Given request:
Copy every line of the records below without changing anything.

Exercise data:
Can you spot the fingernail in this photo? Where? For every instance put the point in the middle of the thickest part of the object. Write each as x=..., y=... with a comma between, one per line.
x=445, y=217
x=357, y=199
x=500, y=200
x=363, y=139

Worked answer:
Can you spot the fingernail in this photo? Where? For every instance put the point in the middle of the thickest part of the object. Write each as x=..., y=... with a comma between, one per line.
x=445, y=217
x=357, y=199
x=500, y=200
x=363, y=139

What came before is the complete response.